* Exercise objective
Render the records from the line containing "The component shall locate the wooden shelf" through the line containing "The component shall locate the tall" as a JSON list of strings, one string per line, with blank lines left out.

* Dataset excerpts
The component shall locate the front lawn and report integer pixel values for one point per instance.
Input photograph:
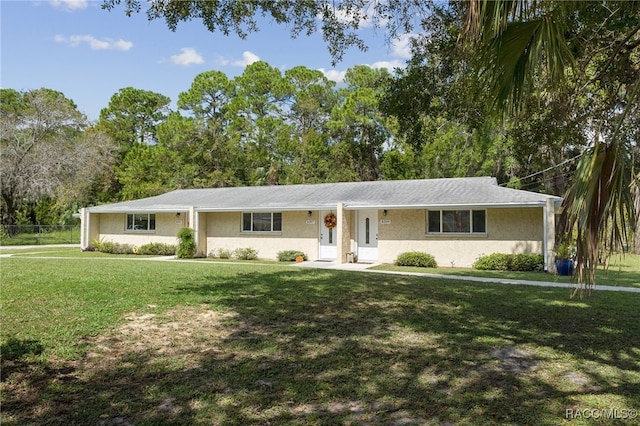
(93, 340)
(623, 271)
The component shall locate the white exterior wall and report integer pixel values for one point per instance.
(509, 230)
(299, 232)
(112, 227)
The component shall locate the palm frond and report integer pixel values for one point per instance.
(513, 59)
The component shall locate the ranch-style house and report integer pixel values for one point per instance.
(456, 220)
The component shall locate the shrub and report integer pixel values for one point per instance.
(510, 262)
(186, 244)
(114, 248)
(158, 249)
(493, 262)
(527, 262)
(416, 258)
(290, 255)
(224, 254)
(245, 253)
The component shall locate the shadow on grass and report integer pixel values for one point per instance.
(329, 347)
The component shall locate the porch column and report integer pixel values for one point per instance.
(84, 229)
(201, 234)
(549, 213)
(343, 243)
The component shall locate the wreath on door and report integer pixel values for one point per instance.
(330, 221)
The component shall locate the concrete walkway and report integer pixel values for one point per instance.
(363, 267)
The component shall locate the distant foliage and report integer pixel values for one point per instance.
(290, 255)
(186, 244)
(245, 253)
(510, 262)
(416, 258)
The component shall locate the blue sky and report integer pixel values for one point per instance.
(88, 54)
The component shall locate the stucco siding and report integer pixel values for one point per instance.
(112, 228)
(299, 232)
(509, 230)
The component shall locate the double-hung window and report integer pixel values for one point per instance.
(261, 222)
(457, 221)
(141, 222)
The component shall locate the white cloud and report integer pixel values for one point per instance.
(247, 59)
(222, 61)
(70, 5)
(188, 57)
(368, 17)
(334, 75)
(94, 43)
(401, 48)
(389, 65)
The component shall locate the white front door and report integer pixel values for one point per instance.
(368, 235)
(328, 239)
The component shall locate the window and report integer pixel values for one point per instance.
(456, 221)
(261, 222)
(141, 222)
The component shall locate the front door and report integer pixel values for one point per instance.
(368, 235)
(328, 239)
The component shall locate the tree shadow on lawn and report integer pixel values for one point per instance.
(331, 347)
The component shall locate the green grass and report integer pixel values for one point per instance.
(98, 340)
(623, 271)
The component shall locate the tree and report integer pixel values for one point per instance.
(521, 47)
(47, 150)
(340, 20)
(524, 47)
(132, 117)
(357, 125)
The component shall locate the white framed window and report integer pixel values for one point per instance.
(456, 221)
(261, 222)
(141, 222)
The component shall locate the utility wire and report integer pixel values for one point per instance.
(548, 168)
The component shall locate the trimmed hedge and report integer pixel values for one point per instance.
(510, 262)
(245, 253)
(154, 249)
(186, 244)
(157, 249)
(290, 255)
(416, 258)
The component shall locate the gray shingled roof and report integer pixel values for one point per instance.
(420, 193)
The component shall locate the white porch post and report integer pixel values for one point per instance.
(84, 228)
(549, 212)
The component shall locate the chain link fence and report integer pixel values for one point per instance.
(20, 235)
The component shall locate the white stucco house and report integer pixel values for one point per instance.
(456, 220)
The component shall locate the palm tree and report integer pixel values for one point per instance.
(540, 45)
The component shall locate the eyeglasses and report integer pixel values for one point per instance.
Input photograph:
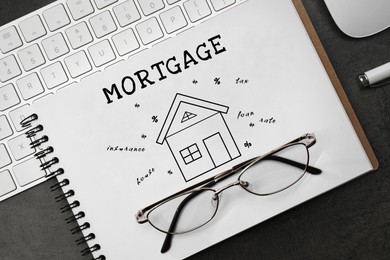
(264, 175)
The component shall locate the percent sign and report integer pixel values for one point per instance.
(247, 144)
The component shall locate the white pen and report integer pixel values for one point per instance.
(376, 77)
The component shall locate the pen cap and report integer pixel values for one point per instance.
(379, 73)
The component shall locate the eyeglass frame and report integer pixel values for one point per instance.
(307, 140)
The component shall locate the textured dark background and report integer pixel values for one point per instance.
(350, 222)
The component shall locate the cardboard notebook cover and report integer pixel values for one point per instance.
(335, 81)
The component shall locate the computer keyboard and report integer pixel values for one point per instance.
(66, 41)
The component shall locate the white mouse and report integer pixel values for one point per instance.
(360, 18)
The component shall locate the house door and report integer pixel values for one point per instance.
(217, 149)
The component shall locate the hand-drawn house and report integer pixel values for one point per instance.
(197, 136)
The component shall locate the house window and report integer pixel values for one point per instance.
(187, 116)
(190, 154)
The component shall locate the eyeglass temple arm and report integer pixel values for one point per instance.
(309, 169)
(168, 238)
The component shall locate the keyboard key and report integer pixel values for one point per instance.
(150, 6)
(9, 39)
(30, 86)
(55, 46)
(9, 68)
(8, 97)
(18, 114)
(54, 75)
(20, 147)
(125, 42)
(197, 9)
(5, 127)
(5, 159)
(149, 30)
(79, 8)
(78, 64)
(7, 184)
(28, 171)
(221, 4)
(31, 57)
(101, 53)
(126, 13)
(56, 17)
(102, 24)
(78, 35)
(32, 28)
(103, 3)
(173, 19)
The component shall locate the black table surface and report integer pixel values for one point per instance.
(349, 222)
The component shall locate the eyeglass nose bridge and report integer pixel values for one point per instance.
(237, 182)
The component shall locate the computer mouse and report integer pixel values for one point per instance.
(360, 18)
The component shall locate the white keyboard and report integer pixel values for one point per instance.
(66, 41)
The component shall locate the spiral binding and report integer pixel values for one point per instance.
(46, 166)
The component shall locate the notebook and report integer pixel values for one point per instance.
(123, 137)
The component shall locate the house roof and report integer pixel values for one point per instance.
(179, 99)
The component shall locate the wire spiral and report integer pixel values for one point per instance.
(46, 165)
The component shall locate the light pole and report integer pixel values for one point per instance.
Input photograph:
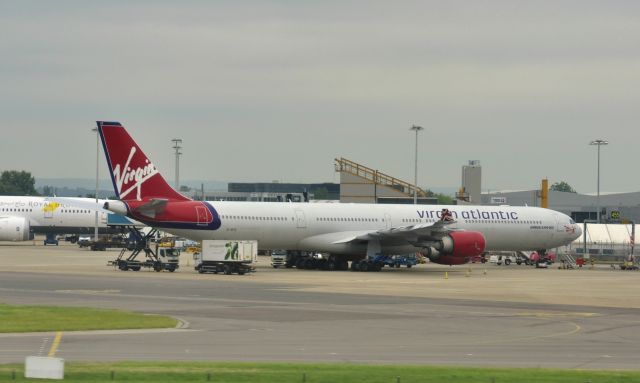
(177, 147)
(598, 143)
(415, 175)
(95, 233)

---

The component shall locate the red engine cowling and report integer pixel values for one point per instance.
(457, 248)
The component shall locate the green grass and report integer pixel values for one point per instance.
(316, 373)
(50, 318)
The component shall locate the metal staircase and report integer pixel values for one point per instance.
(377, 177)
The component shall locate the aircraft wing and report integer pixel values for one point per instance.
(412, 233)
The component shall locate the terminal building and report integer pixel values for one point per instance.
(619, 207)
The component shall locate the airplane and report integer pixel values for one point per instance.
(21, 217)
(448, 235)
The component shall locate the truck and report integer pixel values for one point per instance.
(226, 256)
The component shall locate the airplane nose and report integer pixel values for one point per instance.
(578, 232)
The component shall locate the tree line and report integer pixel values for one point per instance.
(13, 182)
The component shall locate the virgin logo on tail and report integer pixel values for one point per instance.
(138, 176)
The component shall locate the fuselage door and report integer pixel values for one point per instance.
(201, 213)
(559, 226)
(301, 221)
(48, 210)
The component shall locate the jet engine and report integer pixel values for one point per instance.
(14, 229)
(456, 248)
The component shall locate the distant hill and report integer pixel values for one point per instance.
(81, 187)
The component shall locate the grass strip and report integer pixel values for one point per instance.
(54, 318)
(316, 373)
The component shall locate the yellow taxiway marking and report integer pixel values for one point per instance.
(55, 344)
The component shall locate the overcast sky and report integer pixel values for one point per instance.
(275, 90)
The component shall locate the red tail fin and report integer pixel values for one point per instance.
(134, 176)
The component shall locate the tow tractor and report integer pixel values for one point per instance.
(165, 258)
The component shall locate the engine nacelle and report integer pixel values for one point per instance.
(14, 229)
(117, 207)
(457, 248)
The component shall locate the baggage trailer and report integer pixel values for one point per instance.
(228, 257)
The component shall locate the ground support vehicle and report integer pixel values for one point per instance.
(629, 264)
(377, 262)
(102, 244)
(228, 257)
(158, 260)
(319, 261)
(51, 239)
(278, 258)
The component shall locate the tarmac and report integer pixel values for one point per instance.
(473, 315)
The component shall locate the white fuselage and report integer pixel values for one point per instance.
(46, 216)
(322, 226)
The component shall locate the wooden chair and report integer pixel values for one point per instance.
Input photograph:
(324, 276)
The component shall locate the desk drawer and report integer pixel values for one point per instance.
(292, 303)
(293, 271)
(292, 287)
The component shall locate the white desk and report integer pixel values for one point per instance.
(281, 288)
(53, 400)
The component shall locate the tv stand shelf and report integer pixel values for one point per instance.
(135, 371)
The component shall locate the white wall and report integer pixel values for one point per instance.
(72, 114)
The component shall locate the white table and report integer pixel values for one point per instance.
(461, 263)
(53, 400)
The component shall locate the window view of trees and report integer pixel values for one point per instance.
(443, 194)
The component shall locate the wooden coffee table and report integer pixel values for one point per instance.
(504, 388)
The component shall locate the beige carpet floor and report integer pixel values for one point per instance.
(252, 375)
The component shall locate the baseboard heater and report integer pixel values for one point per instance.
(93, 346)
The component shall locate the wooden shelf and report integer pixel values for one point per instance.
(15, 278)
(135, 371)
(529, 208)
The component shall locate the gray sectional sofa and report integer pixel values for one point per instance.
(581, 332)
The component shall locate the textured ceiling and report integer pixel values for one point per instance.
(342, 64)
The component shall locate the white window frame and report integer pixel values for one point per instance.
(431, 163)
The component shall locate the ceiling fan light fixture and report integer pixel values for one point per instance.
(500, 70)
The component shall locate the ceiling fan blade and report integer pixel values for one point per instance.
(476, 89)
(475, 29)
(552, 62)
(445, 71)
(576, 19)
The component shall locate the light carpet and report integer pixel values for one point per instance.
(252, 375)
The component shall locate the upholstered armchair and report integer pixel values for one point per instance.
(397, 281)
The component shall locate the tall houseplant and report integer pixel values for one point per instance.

...

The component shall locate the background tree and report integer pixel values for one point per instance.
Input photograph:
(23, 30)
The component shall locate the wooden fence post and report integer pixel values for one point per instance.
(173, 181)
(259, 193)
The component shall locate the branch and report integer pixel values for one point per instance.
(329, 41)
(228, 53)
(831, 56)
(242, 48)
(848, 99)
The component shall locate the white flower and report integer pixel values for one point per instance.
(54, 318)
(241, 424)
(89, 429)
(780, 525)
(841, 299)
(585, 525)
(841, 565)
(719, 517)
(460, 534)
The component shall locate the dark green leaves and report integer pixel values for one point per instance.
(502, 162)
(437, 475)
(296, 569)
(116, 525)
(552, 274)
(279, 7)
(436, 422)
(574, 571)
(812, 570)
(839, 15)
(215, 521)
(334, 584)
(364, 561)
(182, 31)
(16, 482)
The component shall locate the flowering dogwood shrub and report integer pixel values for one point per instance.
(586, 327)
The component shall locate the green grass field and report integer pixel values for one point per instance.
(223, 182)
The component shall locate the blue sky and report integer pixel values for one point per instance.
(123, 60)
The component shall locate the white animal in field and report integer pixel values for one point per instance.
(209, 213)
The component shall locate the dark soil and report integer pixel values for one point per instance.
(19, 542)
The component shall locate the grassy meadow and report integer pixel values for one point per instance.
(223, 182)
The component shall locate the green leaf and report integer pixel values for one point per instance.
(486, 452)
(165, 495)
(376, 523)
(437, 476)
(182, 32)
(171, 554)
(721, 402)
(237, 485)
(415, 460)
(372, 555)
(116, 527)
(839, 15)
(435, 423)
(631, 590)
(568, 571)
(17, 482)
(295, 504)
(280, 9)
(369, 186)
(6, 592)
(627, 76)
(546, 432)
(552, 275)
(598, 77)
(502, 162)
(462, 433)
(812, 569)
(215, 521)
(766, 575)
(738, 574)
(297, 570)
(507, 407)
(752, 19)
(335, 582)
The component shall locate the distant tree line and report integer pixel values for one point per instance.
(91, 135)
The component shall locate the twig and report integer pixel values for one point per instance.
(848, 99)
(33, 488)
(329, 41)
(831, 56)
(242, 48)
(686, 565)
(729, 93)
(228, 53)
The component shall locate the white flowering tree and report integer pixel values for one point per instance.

* Task solution
[
  "The component shall locate the wooden shelf and report integer pixel values for one point per instance.",
  "(15, 278)",
  "(135, 371)",
  "(529, 208)",
  "The component shall locate the gray sectional sofa and report integer pixel values for one point per instance.",
  "(581, 332)",
  "The component shall locate the textured ceiling and report integer pixel values for one point per instance.",
  "(342, 64)",
  "The component shall locate the white window frame and report integer pixel values for one point per instance.",
  "(431, 163)",
  "The component shall locate the ceiling fan light fixture and report integer pixel values for one point per instance.",
  "(500, 70)",
  "The component shall locate the ceiling fan blade and report integer pixel values for one point per instance.",
  "(476, 89)",
  "(475, 29)",
  "(552, 62)",
  "(445, 71)",
  "(576, 19)",
  "The component shall locate the light carpet and report integer pixel values for one point per instance.",
  "(252, 375)",
  "The component shall locate the upholstered armchair and report integer pixel values for one point per instance.",
  "(397, 281)",
  "The component shall locate the tall houseplant and report integer pixel values for one point per instance."
]